Text passage START
Posted by Beth McKeeman

On The Streets With Theresa Lola

Number – 11

The rain and wind have been blasting all week, turning everything to puddles. It’s a sharp contrast to the sunny street which Theresa Lola walks along in her poem Flagship of Buzz.

Theresa Lola is a 27 year old British Nigerian poet based in London. In 2019/2020 she was the Young People’s Poet Laureate for London and she was commissioned to write a poem about Regent Street.

As a spoken word artist her work uses devices like alliteration and sibilance to give flow to the piece and a sense of echoing and grandeur. It’s not about how the words look on the page but about how they sound. This was our challenge for the week.

We have our own streets to imagine walking down. At MAST we’re right off Southampton’s main highstreet, a place which all of us have visited at one time or another. However, just because it’s one location doesn’t mean we all have the same view of it. Even focusing on a different time of year can change the ambience of a reflection, the Christmas period with the market and massive baubles hanging in John Lewis feeling very different to the height of summer. Don’t even begin to start playing a game of favourites between dessert places. Sprinkles may come out on top for some but Five Guys milkshake trumps it all for others.

As we wrote our poems, helping each other with ideas for descriptions and emotions connected to our chosen locations, scenes of Southampton played in the background. Gene mentioned never having seen Southampton from a birds eye view before giving yet another interesting example of how we can not only individually view places differently but also in a physical sense.

Spoken word is meant to be performed and although we didn’t throw our young writers in the deep end and make them perform on the spot we did give them some tips to go away and practice in the mirror with. These can all be seen in Shots Fired, a slam poem performed at Youth Speaks Brave New Voices Festival in America.

One of the tips that goes hand in hand with practice is memorising your work. Just like actors with a script, you don’t want to be encumbered by looking at a piece of paper throughout. Also, if you know what you’re saying you can put emotion into it, create the right flow, the volume, the pauses, work the beats that seek a reaction from the audience. Know what that reaction should be.
Text passage END
Source material START
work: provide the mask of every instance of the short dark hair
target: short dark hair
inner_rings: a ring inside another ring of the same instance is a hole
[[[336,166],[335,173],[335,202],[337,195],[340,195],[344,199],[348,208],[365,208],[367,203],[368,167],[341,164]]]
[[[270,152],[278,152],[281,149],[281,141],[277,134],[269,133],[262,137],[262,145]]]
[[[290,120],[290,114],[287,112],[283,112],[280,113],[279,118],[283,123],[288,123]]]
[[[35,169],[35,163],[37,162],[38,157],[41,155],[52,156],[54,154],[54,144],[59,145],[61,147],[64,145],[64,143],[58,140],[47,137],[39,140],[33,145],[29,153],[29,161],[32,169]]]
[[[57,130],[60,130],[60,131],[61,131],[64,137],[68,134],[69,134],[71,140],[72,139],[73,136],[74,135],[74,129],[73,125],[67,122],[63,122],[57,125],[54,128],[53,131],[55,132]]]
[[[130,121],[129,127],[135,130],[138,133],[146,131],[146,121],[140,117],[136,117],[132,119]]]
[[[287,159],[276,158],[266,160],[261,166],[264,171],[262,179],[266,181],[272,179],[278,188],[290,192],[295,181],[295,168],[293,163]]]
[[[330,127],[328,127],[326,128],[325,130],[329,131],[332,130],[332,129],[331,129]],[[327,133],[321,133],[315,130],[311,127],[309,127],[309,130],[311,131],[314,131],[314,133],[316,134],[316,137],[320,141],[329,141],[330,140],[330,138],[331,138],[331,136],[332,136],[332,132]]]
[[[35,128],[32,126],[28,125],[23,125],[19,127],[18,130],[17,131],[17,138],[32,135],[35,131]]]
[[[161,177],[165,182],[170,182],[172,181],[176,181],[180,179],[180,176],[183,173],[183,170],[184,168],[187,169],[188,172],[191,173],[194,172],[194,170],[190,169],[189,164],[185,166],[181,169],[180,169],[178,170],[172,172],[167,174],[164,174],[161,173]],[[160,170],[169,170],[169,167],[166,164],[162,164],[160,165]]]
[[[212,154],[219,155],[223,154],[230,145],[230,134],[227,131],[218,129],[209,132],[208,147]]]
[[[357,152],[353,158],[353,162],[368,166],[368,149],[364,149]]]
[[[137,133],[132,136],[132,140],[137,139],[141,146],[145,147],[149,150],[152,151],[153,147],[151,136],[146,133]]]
Source material END
**Task set**
(1) In the post about Theresa Lola, which street was she commissioned to write a poem about?
(2) Extend the post about the Theresa Lola spoken-word session from where it stops.

**List of answers**
(1) Regent Street.

(2)
Spoken word is often physically in front of people so the use of visuals is important. What you do with your body matters. If you gesture, make sudden movements, move across the stage, all of this is part of the performance. And don’t forget facial expression.

Then there’s props. The key overlooked one is a microphone. There might not be one and if there isn’t you definitely need to make sure you’re projecting to be heard by everyone in the room. But even with a microphone you need to make yourself clear - unless that’s an artistic choice. A microphone with a stand is a static central point of performance, but as Shots Fired shows, stepping away from the mic can create a powerful moment. If it’s a hand held mic, is there a wire to contend with?

Microphones don’t have to be the only prop. I’ve seen spoken word artists with hats or chairs, anything to build the performance. Even though Lola’s Flagship of Buzz isn’t spoken live it’s entirely possible to have video in the background. As she says ‘poetry is proving to be open to innovation, there are many poets who are pushing the boundaries of poetry, experimenting, combining it with different art forms, and also delivering poems in new ways’. It’s really up to you and your imagination how you perform your poetry.

Of course you can never forget the audience when performing live, whether that be through leaving pauses for laughter, initiating a call and response, or just steeling your nerves for the stage. Now with the blessing of technology all this can be recorded and shared beyond a physical venue. So as we break for half term go forth and find videos online, practice in mirrors, perform because, looping back to the beginning of our journey, ‘all the worlds a stage’.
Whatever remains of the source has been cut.